DATA TO USE:
········
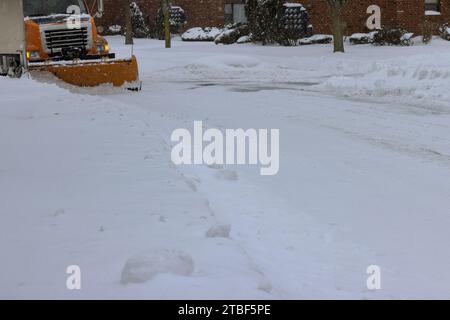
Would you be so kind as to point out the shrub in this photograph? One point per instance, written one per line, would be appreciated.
(177, 21)
(201, 34)
(140, 27)
(428, 29)
(274, 21)
(444, 31)
(232, 34)
(392, 36)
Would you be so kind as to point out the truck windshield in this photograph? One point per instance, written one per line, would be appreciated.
(35, 8)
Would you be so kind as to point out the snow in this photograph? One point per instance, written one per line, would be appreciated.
(143, 267)
(201, 34)
(86, 177)
(315, 39)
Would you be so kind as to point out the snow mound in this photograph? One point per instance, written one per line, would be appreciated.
(142, 268)
(219, 231)
(417, 80)
(227, 175)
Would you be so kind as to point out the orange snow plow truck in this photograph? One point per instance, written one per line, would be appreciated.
(61, 38)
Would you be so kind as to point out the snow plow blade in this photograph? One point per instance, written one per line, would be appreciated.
(119, 73)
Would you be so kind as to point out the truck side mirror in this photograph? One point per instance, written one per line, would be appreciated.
(100, 9)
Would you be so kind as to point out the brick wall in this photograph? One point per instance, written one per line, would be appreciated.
(409, 14)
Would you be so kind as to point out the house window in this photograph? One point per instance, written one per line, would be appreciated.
(235, 13)
(432, 5)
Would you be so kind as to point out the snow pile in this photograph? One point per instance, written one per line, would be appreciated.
(444, 31)
(219, 231)
(115, 29)
(144, 267)
(201, 34)
(419, 80)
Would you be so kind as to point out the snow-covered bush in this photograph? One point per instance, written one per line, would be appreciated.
(444, 31)
(392, 37)
(245, 39)
(361, 38)
(295, 24)
(140, 27)
(316, 39)
(274, 21)
(232, 34)
(201, 34)
(428, 29)
(177, 21)
(114, 30)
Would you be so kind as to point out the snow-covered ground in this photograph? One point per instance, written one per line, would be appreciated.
(86, 177)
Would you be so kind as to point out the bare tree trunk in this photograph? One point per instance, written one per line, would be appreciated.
(165, 5)
(129, 24)
(338, 29)
(336, 7)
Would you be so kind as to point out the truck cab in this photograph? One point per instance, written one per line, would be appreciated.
(12, 39)
(62, 30)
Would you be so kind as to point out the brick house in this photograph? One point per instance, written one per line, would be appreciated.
(409, 14)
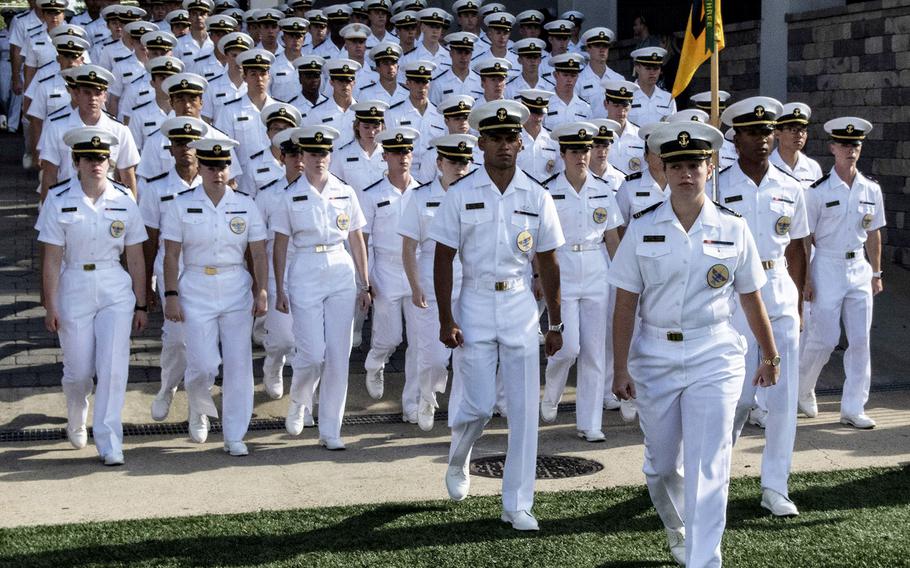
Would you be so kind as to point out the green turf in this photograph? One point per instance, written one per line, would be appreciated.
(856, 518)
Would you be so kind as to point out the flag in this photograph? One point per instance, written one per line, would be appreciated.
(704, 28)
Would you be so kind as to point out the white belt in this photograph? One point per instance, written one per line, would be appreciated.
(497, 285)
(213, 270)
(858, 253)
(670, 334)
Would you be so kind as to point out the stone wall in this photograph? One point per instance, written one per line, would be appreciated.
(855, 61)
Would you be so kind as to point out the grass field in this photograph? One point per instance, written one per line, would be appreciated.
(856, 518)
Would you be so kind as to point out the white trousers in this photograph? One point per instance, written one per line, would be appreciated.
(843, 288)
(322, 293)
(217, 310)
(499, 327)
(392, 302)
(686, 398)
(96, 314)
(781, 298)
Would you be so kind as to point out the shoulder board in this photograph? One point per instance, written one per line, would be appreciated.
(647, 210)
(727, 210)
(374, 184)
(785, 172)
(820, 180)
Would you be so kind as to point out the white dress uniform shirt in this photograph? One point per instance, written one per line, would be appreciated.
(355, 167)
(447, 83)
(539, 157)
(646, 110)
(52, 149)
(559, 112)
(638, 192)
(221, 90)
(628, 151)
(807, 170)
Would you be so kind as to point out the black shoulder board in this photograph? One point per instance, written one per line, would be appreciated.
(647, 210)
(727, 209)
(374, 184)
(820, 180)
(788, 174)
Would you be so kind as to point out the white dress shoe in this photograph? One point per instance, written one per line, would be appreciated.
(860, 421)
(676, 541)
(520, 520)
(779, 505)
(333, 444)
(236, 448)
(294, 421)
(78, 437)
(458, 482)
(627, 410)
(113, 458)
(375, 383)
(161, 406)
(548, 411)
(808, 405)
(425, 415)
(198, 427)
(611, 402)
(758, 417)
(592, 435)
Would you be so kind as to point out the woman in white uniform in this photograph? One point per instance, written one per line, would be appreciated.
(93, 303)
(684, 259)
(319, 214)
(589, 215)
(212, 226)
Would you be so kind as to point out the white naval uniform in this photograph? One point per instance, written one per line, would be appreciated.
(95, 302)
(839, 218)
(807, 170)
(432, 355)
(217, 308)
(155, 196)
(638, 192)
(776, 213)
(646, 110)
(499, 326)
(382, 205)
(355, 167)
(322, 293)
(585, 216)
(687, 389)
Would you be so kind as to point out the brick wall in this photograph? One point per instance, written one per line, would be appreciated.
(855, 61)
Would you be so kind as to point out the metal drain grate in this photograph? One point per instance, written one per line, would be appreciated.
(548, 467)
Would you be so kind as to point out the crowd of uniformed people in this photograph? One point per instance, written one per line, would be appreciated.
(290, 172)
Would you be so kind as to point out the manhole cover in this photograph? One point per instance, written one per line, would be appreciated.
(548, 467)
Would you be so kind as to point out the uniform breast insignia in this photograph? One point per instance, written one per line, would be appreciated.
(718, 275)
(343, 221)
(524, 241)
(117, 229)
(238, 225)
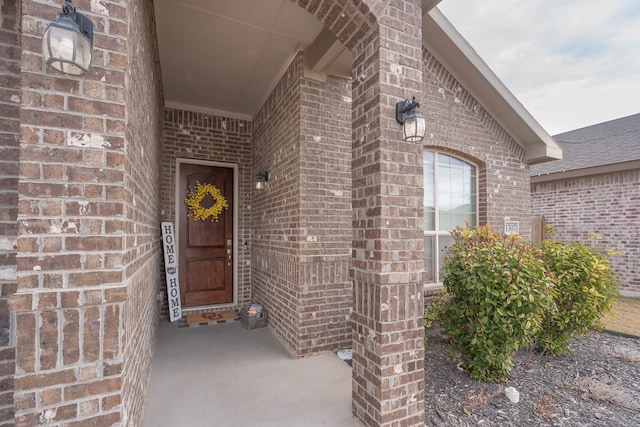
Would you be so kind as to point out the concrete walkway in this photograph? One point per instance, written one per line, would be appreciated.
(223, 375)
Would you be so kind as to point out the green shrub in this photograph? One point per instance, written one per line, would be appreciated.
(584, 291)
(499, 293)
(437, 307)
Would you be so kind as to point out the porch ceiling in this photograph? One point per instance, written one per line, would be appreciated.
(225, 57)
(221, 56)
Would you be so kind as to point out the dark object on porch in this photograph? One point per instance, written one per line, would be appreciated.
(253, 316)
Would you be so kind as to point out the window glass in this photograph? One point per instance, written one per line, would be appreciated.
(450, 199)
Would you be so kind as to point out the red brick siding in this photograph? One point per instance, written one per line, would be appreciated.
(142, 190)
(88, 247)
(276, 224)
(302, 220)
(388, 335)
(604, 204)
(200, 136)
(10, 51)
(325, 215)
(457, 124)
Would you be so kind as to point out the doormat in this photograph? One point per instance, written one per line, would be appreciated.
(209, 318)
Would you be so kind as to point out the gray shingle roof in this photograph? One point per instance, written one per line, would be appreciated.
(607, 143)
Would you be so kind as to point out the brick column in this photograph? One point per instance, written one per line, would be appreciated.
(9, 154)
(388, 343)
(70, 302)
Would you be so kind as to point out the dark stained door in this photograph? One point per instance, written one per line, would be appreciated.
(206, 246)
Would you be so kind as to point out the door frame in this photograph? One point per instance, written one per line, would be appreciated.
(234, 166)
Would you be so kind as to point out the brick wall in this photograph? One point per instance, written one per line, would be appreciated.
(302, 220)
(142, 189)
(457, 124)
(198, 136)
(9, 154)
(388, 248)
(325, 215)
(275, 210)
(604, 204)
(88, 232)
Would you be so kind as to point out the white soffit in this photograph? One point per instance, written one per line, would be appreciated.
(454, 52)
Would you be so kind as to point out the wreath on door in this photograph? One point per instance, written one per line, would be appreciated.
(194, 199)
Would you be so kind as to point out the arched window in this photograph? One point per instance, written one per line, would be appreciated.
(450, 199)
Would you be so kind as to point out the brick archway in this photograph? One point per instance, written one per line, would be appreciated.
(83, 269)
(388, 363)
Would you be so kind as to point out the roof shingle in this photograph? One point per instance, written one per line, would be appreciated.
(607, 143)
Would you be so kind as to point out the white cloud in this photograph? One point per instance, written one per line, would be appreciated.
(571, 63)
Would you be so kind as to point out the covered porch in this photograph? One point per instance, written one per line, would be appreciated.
(227, 376)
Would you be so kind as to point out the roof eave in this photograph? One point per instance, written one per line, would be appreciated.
(464, 63)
········
SHORT TASK: Pictures in the records above should not be copied. Repeat everything else exactly.

SOLUTION:
Would you be so kind as to point out the shrub in this photograph? One point per instance, written one per line, would be appreciated.
(177, 21)
(201, 34)
(140, 27)
(428, 29)
(274, 21)
(444, 31)
(232, 34)
(392, 36)
Would you be so kind as to point out the truck windshield in this photograph? One point per instance, written one per line, would be appreciated.
(35, 8)
Would you be so kind as to point out the snow in this photograph? One point per instance, written one per line, would be appreciated.
(143, 267)
(201, 34)
(86, 177)
(315, 39)
Would you be so kind as to point out the snow mound in this photograph? One point per instance, written one per line, would be appreciated.
(142, 268)
(219, 231)
(417, 80)
(227, 175)
Would you be so kind as to point out the orange snow plow truck in this photograph? One point per instance, written one per line, would be appreciated.
(61, 38)
Would you be so kind as to point out the snow plow blade in this photograph? One point per instance, written one per line, would be appreciated.
(119, 73)
Would you be so kind as to point out the truck side mirror in this photograph? One point per instance, written one per line, would be appreciated.
(100, 9)
Would you be so kind as to point out the brick wall in this photograph? One point per instance, written one per line, would be appreciated.
(409, 14)
Would you be so kind as to point out the house window in this photograph? One point per instance, written one per line, would be appreciated.
(235, 13)
(432, 5)
Would you be so kind as to point out the snow pile in this photograph? One point per instance, written one per line, would be appreciated.
(444, 31)
(219, 231)
(115, 29)
(144, 267)
(201, 34)
(419, 80)
Would you be so kind as to point out the snow-covered bush in this photograph? One point per instance, written one per line, would be appreciated.
(444, 31)
(392, 37)
(245, 39)
(361, 38)
(295, 24)
(140, 27)
(316, 39)
(274, 21)
(232, 34)
(201, 34)
(428, 29)
(177, 21)
(114, 30)
Would you be so kind as to point out the snow-covered ground in this photograph? One point per instance, written one per line, would be appreciated.
(86, 177)
Would you be so kind as to point out the bare tree trunk in this photograph? One point per instance, written one per line, would be appreciated.
(165, 5)
(129, 24)
(338, 29)
(336, 7)
Would you be so kind as to point out the truck cab in this photograph? One point per instance, written one per line, would be appreciated.
(12, 39)
(62, 30)
Would you be so kind as to point out the brick house in this photograph? One point per instance, written one per line, would be appreciated.
(409, 14)
Would you be so kind as to point out the green turf in this photograph? One point per instance, written one per line, would be appreciated.
(856, 518)
Would you be so kind as to point out the flag in this photograph? One point per instance, written one per line, would be appreciated.
(704, 28)
Would you be so kind as to point out the white belt in this photograph? One point per instance, written one per line, would be appreciated.
(497, 285)
(213, 270)
(858, 253)
(670, 334)
Would you be so kind as to point out the stone wall in this photograph? One point per instance, written one per line, would be appreciated.
(855, 61)
Would you be so kind as to point out the grass field in this photograph? One point per instance, written one per line, would be appreciated.
(856, 518)
Would you be so kind as to point out the white trousers in this photograph? One point per instance, written one per line, would be appreciated.
(843, 288)
(322, 293)
(217, 310)
(499, 327)
(392, 302)
(686, 398)
(96, 314)
(781, 298)
Would you be so kind as to point out the shoulder board in this photograph? One point per instance, written one per line, would be appreciated.
(647, 210)
(727, 210)
(374, 184)
(785, 172)
(820, 180)
Would you be so kind as to point out the white dress uniform shirt in this photograph? One point per instance, written one per line, would be appreciated.
(355, 167)
(447, 83)
(539, 157)
(646, 110)
(52, 149)
(559, 112)
(638, 192)
(221, 90)
(628, 151)
(807, 170)
Would you be so kind as to point out the black shoulder board in this photograph? One point per instance, written one per line, would be appreciated.
(647, 210)
(727, 209)
(374, 184)
(820, 180)
(788, 174)
Would you be so kind as to point out the white dress shoe in this photograph? One point per instance, written one per line, would be appreciated.
(860, 421)
(676, 541)
(520, 520)
(779, 505)
(333, 444)
(236, 448)
(294, 421)
(78, 437)
(458, 482)
(627, 410)
(113, 458)
(375, 383)
(161, 406)
(548, 411)
(808, 405)
(425, 415)
(198, 427)
(611, 402)
(758, 417)
(592, 435)
Would you be so kind as to point out the woman in white uniform in this photograph? One point per instance, written one per line, would be appreciated.
(93, 303)
(684, 259)
(319, 214)
(589, 215)
(212, 226)
Would you be so kind as to point out the white naval uniform in this photograph? One point per instance, written one per line, would be appreciated.
(95, 302)
(839, 218)
(807, 170)
(432, 355)
(217, 308)
(155, 196)
(638, 192)
(776, 213)
(646, 110)
(499, 326)
(382, 205)
(355, 167)
(322, 293)
(585, 216)
(687, 389)
Would you be so kind as to point out the brick wall in this photograph? One point per instance, written one per line, would be appreciated.
(855, 61)
Would you be so kind as to point out the metal drain grate in this photograph? One point per instance, written one per line, would be appreciated.
(548, 467)
Would you be so kind as to point out the crowd of uniformed people in this photograph? One point per instance, written one per line, would be appreciated.
(290, 172)
Would you be so kind as to point out the manhole cover in this photograph? One point per instance, written one per line, would be appreciated.
(548, 467)
Would you be so kind as to point out the uniform breast insignia in this photograph? One point per instance, written one per line, would be appreciated.
(718, 275)
(343, 221)
(524, 241)
(117, 229)
(238, 225)
Would you be so kind as to point out the concrete walkway in this photograph? One point per instance, written one per line, would be appreciated.
(223, 375)
Would you be so kind as to point out the green shrub in this photograph? One point per instance, written one per line, would be appreciated.
(584, 291)
(499, 293)
(437, 307)
Would you be so kind as to point out the porch ceiling in this photograph? One point per instance, written one per line, would be appreciated.
(225, 57)
(221, 56)
Would you be so kind as to point out the dark object on porch in this photograph? One point per instance, written one per line, would be appreciated.
(253, 316)
Would you be so kind as to point out the window glass in this photograph? One point per instance, written one per line, would be appreciated.
(450, 199)
Would you be so kind as to point out the red brick siding in this photograph? One point per instance, written one per line, would be appreciated.
(142, 190)
(88, 247)
(276, 224)
(302, 220)
(388, 335)
(604, 204)
(200, 136)
(10, 51)
(325, 215)
(457, 124)
Would you be so kind as to point out the doormat in this photograph? One point per instance, written one per line, would be appreciated.
(209, 318)
Would you be so kind as to point out the gray shingle roof in this photograph? One point per instance, written one per line, would be appreciated.
(607, 143)
Would you be so kind as to point out the brick column in this photograph? One point per instance, written one per line, would be appreciated.
(9, 154)
(388, 343)
(70, 302)
Would you be so kind as to point out the dark stained door in this photograph? One point per instance, written one per line, would be appreciated.
(206, 246)
Would you be so kind as to point out the door frame in this photograph? One point per instance, written one per line, would be appreciated.
(234, 166)
Would you be so kind as to point out the brick wall in this photograph? One point per instance, written one per line, would be appreciated.
(302, 220)
(142, 189)
(457, 124)
(198, 136)
(9, 154)
(388, 248)
(325, 215)
(275, 210)
(604, 204)
(88, 232)
Would you be so kind as to point out the white soffit in this photograph? One point per instance, written one per line, would be appreciated.
(454, 52)
Would you be so kind as to point out the wreath on door in this photograph? One point per instance, written one per line, would be appreciated.
(194, 199)
Would you be so kind as to point out the arched window in this photograph? One point per instance, written one per line, would be appreciated.
(450, 199)
Would you be so kind as to point out the brick archway in this photograph? One point per instance, written one per line, would be appreciated.
(83, 269)
(388, 363)
Would you be so kind as to point out the roof shingle in this photograph? One point per instance, written one per line, would be appreciated.
(607, 143)
Would you be so kind as to point out the white cloud in this photograph? One point per instance, written one per line, would be appreciated.
(571, 63)
Would you be so kind as to point out the covered porch in this photograph? One point per instance, written one per line, would be appreciated.
(227, 376)
Would you be so kind as to point out the roof eave in this photograph? One point per instance, written one per line, would be appreciated.
(464, 63)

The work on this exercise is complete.